[Items from a labeling collection]
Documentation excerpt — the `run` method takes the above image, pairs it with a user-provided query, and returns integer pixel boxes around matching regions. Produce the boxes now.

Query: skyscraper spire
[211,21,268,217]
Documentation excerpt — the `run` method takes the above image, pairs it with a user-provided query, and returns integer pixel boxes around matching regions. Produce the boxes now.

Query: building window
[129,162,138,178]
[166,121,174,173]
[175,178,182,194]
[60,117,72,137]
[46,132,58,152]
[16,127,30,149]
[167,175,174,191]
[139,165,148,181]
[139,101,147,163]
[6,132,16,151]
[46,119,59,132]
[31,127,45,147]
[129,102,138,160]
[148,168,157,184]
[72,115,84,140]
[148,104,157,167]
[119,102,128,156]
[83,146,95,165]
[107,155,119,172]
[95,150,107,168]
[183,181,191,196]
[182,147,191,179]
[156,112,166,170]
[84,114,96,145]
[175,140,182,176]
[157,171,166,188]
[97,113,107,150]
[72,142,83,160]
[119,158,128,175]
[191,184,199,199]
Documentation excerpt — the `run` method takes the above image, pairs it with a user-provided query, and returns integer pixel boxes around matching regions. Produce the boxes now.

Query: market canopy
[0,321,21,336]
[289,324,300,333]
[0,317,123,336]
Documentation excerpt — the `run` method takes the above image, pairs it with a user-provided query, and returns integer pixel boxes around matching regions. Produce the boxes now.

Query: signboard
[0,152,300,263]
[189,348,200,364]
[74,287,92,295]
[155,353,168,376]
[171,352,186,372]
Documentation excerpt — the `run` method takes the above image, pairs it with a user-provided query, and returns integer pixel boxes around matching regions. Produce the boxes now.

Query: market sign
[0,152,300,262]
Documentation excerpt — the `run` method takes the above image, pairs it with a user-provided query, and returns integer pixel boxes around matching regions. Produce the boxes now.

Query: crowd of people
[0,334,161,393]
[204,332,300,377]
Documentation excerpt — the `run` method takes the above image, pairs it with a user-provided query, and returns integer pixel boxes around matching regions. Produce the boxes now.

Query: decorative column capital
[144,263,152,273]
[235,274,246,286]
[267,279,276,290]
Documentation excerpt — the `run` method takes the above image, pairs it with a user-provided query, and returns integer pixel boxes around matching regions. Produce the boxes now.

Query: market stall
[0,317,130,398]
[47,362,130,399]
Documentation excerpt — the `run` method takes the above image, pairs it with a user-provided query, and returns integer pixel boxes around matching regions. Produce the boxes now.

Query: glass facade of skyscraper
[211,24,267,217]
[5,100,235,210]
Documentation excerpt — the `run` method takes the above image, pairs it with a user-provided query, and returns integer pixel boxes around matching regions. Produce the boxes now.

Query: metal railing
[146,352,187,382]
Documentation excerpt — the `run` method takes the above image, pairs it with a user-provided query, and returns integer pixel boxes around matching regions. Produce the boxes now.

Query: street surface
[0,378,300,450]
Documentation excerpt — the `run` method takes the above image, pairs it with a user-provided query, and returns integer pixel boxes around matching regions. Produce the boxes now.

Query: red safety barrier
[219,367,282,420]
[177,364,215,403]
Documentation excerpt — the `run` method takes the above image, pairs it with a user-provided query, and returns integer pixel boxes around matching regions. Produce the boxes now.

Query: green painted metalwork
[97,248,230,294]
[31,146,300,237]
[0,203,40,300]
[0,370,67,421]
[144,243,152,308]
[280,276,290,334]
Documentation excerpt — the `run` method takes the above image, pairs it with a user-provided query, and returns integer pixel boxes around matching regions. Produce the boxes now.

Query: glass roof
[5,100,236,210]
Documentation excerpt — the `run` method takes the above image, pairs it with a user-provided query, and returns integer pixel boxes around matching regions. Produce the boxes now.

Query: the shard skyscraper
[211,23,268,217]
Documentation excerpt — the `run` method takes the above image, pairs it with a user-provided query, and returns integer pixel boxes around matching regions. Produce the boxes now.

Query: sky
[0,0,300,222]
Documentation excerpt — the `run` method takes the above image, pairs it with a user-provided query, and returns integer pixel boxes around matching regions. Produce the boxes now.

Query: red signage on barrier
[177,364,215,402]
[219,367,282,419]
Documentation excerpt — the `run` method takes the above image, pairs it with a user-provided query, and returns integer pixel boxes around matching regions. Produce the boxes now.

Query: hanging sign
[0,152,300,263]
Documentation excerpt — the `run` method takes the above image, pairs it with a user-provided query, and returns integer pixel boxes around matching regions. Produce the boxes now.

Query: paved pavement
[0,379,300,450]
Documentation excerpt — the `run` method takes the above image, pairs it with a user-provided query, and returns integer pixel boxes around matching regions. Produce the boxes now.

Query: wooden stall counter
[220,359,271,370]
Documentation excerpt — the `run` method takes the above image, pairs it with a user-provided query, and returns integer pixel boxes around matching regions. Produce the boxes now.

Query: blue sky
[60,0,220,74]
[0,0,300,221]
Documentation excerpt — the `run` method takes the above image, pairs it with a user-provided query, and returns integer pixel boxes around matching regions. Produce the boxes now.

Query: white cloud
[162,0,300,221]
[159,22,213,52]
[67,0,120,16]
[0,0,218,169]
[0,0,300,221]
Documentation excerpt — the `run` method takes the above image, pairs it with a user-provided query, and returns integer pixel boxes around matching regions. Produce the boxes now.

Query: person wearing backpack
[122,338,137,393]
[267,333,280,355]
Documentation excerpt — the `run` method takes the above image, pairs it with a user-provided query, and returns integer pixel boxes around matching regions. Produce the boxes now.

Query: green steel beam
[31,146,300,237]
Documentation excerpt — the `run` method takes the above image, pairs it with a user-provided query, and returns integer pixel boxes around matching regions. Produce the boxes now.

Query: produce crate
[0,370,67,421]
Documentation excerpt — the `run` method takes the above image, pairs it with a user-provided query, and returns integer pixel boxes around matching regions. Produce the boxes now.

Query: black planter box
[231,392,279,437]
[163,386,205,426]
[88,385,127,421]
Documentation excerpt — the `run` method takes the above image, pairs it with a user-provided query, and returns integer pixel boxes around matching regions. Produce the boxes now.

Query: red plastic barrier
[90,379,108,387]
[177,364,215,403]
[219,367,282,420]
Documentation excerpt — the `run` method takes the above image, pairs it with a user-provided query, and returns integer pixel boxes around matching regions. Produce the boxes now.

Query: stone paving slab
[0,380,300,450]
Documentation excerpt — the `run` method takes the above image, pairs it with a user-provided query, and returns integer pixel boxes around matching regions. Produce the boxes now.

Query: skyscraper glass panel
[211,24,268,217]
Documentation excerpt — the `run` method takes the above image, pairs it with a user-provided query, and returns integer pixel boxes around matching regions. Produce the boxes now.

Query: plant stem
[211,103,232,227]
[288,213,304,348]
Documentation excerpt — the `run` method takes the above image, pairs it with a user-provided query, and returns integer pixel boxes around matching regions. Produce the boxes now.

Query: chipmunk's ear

==

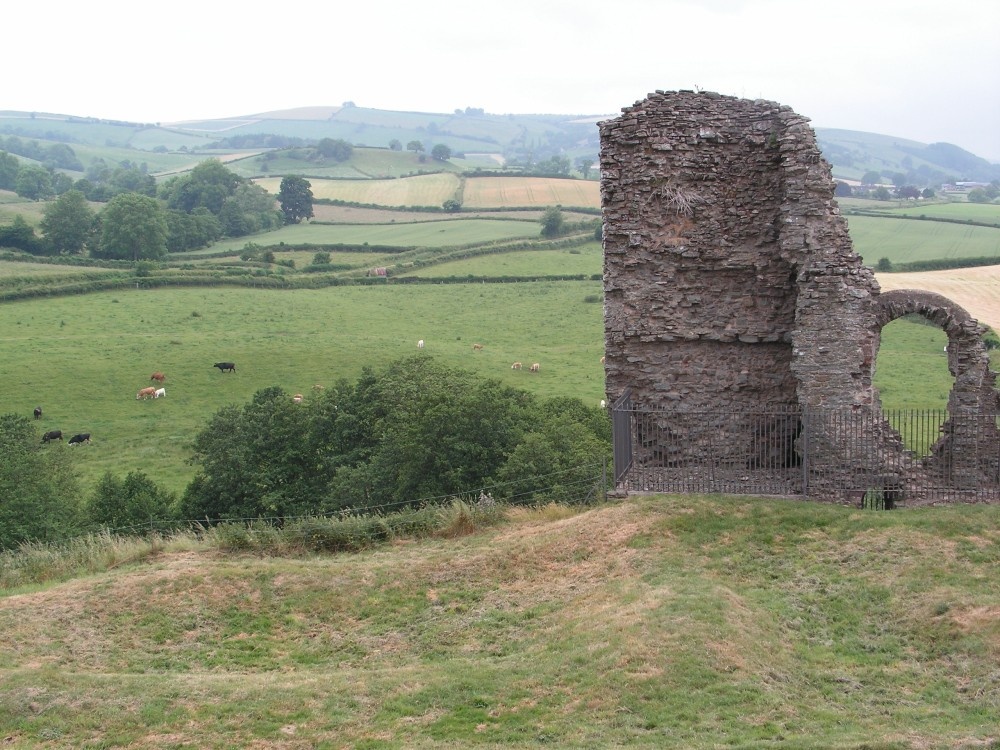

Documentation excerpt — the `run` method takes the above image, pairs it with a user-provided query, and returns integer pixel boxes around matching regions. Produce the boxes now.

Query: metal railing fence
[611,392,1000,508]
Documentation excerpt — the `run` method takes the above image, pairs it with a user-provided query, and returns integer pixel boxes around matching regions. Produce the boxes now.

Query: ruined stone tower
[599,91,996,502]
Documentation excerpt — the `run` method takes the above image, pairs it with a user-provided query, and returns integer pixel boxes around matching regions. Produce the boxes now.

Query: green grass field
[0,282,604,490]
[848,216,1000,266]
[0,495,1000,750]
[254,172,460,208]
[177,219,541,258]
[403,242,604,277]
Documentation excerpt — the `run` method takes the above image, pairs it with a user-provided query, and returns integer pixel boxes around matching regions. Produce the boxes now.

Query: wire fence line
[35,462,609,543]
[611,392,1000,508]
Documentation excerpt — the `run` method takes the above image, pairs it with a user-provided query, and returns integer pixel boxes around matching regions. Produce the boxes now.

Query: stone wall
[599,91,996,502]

**TO BE DONE**
Collect every line in the rows above that contains the word "fence", and copy each of those lines.

**FINAL RESULT**
Query: metal railing fence
Query: wire fence line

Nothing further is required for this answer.